### ЧТО НУЖНО СДЕЛАТЬ
Найдите, пожалуйста, все строки ниже со словом «player» и перепишите каждую из них целиком.

══════════════════════════════

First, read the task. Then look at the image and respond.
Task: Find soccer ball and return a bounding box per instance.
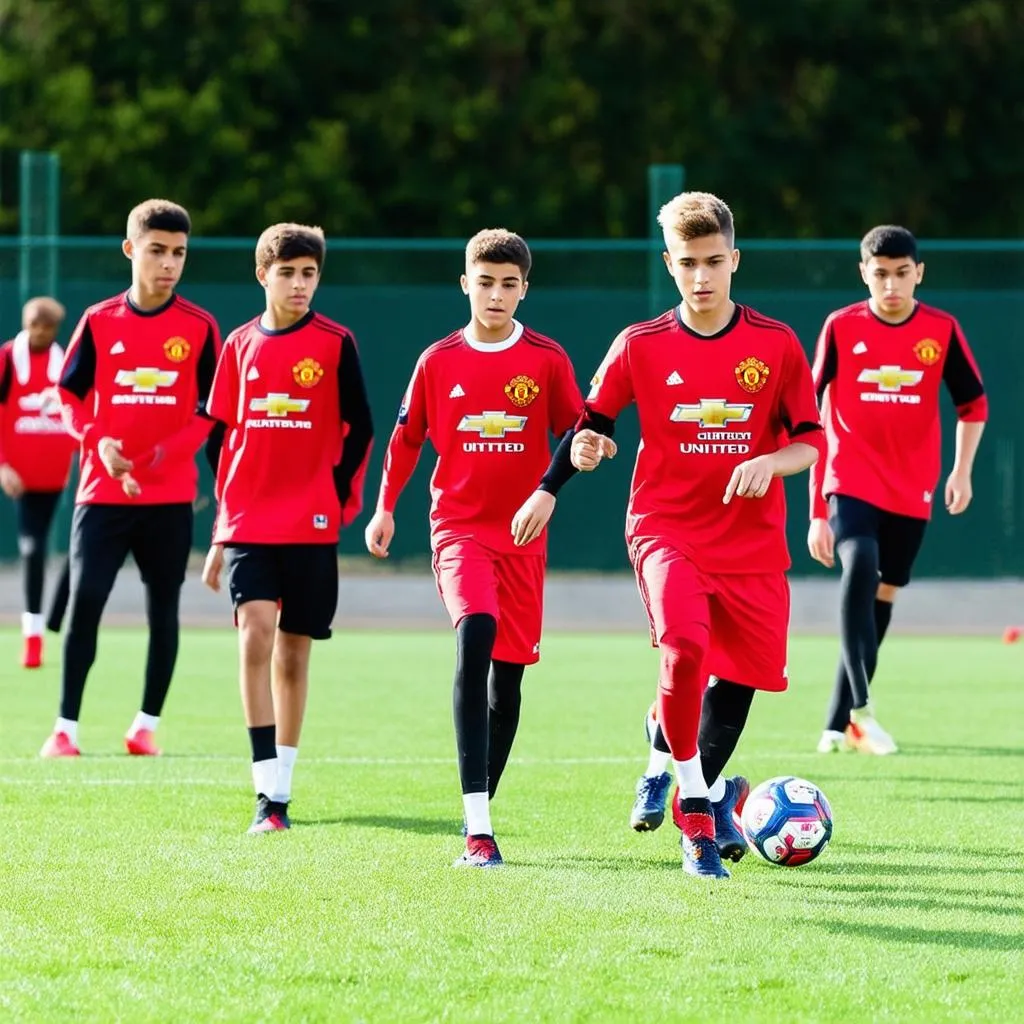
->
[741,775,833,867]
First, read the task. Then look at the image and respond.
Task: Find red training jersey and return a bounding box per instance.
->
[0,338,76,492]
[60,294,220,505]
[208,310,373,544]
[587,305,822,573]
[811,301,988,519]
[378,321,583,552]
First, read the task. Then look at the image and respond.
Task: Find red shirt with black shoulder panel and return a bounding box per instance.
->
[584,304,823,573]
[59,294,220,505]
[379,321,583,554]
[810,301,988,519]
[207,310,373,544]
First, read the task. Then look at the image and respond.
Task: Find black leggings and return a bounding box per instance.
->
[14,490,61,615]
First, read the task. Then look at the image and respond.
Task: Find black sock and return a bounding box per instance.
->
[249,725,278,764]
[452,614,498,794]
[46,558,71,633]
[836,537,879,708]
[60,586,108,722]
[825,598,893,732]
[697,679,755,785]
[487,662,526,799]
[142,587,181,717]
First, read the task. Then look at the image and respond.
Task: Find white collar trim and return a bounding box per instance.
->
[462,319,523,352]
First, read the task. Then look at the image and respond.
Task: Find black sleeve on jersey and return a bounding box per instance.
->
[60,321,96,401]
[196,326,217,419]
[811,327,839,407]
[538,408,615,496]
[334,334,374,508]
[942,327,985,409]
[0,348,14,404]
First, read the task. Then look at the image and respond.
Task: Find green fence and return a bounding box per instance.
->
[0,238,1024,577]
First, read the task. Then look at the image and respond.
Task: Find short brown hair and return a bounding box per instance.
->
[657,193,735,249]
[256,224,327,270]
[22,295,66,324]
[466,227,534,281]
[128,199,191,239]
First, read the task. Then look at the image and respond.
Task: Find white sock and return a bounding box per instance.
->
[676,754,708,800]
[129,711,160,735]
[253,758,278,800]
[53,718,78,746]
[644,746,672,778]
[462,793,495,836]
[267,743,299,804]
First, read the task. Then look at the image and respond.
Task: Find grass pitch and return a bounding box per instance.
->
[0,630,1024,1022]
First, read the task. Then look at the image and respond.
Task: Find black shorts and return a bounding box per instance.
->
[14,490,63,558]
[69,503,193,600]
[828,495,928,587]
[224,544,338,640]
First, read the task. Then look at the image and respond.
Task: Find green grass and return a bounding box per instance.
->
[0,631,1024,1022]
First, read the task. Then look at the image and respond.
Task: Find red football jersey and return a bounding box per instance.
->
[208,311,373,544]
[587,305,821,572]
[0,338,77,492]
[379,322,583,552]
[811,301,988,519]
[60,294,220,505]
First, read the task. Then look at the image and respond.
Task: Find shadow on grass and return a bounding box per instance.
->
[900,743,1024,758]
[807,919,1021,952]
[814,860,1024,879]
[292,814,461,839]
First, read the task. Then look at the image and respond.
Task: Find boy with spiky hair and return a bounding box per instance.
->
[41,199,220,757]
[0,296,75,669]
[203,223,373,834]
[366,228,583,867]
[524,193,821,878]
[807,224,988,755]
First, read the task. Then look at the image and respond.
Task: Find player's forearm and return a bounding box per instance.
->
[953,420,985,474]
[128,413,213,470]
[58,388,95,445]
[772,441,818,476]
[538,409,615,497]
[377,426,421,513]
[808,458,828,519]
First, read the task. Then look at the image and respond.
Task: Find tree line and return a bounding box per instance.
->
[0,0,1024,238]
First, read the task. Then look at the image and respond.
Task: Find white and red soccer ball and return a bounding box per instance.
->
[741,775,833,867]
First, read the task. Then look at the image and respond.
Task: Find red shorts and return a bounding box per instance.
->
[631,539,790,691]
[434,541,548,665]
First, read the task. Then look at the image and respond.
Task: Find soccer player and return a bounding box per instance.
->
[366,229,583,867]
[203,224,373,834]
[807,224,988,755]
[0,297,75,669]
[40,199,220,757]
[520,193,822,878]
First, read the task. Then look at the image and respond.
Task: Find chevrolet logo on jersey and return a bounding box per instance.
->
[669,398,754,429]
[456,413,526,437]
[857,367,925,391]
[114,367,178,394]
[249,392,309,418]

══════════════════════════════

### РЕЗУЛЬТАТ ПО ЗАДАНИЮ
Task: Find player's forearm and return a bounding box per instance.
Task: Find soccer player and return a bounding box per instance.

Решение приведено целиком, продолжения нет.